▸ Extract

[Start of section]

Architect John Cole will lead the independent inquiry looking into why 17 of the city’s schools closed this year.
Indications of structural problems were found at the schools during a series of surveys which were carried out after problems arose at a school built under the PPP1 scheme. These safety concerns were originally raised in March when a wall collapsed in high winds at Oxgangs Primary School.
The City of Edinburgh Council said engineers working on remedial works at the school had found an absence of “header ties”, the sliding links that connect the inner block wall to the structural steel frame. The structural problems at most of the schools involved have now been rectified, with a remaining few finalising repairs over the summer holidays.
The structural designs of the PPP1 schools were self-certified by Edinburgh Schools Partnership’s agent under the building regulations in place at the time. Once construction was complete, its agent also self-certified to the Council, as it was entitled to do, that the buildings met the relevant Building Standards. Edinburgh Schools Partnership has said it is working with the Council to resolve the problems as quickly as possible while doing a thorough and robust job.
Cole, who has been appointed by The City of Edinburgh Council, is a construction and procurement expert and is currently working on projects such as a new £600M paediatric hospital in Dublin. Cole is expected to start work on the inquiry in the autumn under the inquiry’s terms of reference.
City of Edinburgh Council chief executive Andrew Kerr said: “I am pleased to have brought on board an expert of John’s calibre to head this independent inquiry as he commands respect in both construction and procurement fields.
“His track record speaks for itself and I am sure parents and everyone else who has been affected by the issues over the past five months will take comfort from the extensive knowledge and experience that John brings to the role.
“The clear and thorough terms of reference set out exactly what we are aiming to achieve through this inquiry. We want to find out what went wrong with these schools and are determined to see what lessons can be learned, not just here in Edinburgh but across Scotland and the UK.”

[End of section]

▸ Instructions for the task
In the article on the Edinburgh schools inquiry, what did engineers doing remedial works at Oxgangs Primary School find to be absent?

▸ Provided data
[Start of section]

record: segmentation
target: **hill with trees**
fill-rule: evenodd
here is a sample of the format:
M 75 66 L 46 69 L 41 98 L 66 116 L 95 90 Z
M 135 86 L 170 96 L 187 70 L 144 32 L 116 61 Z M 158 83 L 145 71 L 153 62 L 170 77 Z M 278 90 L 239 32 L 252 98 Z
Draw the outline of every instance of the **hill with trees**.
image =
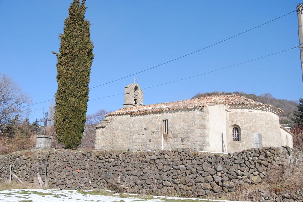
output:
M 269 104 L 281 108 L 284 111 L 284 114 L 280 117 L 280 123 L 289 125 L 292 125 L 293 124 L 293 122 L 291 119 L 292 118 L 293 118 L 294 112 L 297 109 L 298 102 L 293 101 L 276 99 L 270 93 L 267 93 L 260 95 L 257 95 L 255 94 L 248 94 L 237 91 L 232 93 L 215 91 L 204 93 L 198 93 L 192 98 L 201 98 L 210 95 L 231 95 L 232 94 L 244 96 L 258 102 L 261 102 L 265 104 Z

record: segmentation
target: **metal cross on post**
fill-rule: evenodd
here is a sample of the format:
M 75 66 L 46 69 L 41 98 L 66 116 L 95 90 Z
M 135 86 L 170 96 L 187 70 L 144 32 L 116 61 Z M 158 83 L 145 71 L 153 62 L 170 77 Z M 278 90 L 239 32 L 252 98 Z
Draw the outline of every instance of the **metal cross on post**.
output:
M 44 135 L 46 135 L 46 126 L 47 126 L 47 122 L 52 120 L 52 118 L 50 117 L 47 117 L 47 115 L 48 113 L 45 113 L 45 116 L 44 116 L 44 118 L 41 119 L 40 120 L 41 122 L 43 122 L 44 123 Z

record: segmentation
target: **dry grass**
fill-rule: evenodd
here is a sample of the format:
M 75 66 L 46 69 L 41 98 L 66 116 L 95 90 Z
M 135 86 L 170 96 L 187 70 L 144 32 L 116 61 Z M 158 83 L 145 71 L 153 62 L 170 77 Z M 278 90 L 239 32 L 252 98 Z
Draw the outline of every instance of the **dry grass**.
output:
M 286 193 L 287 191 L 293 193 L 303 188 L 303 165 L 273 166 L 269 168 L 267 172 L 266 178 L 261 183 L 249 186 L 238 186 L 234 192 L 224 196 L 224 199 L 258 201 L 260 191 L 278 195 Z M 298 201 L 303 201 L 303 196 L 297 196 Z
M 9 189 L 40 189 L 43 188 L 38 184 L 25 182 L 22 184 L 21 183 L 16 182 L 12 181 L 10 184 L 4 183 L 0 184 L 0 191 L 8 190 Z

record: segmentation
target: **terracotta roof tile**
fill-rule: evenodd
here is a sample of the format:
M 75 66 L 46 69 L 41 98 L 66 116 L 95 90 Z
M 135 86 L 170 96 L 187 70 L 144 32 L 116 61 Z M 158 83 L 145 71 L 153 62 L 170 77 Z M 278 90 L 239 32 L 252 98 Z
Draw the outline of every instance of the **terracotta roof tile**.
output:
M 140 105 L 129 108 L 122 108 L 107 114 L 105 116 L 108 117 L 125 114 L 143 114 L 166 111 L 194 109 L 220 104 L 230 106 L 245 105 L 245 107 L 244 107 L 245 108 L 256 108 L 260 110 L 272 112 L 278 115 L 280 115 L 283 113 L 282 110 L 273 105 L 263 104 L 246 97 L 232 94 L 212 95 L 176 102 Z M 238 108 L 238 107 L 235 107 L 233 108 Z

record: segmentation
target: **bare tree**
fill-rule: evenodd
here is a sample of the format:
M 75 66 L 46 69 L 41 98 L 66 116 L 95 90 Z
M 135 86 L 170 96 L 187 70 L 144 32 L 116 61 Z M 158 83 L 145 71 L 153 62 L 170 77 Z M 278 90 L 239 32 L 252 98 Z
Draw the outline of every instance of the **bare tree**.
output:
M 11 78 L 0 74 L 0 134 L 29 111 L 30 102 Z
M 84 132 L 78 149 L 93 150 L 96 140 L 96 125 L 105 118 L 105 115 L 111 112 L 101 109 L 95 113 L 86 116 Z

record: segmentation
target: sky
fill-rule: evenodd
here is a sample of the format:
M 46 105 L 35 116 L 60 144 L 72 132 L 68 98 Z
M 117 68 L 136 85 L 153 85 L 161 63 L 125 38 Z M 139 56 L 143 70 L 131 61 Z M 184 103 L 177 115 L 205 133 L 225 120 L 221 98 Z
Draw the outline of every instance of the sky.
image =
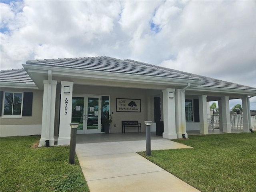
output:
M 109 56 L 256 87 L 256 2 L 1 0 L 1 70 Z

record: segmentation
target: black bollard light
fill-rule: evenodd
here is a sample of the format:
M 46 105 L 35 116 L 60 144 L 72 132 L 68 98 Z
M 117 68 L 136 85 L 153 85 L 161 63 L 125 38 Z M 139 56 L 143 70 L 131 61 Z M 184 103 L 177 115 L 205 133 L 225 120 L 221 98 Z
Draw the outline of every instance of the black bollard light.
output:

[End of section]

▸ Output
Header ties, the sliding links that connect the inner block wall to the structural steel frame.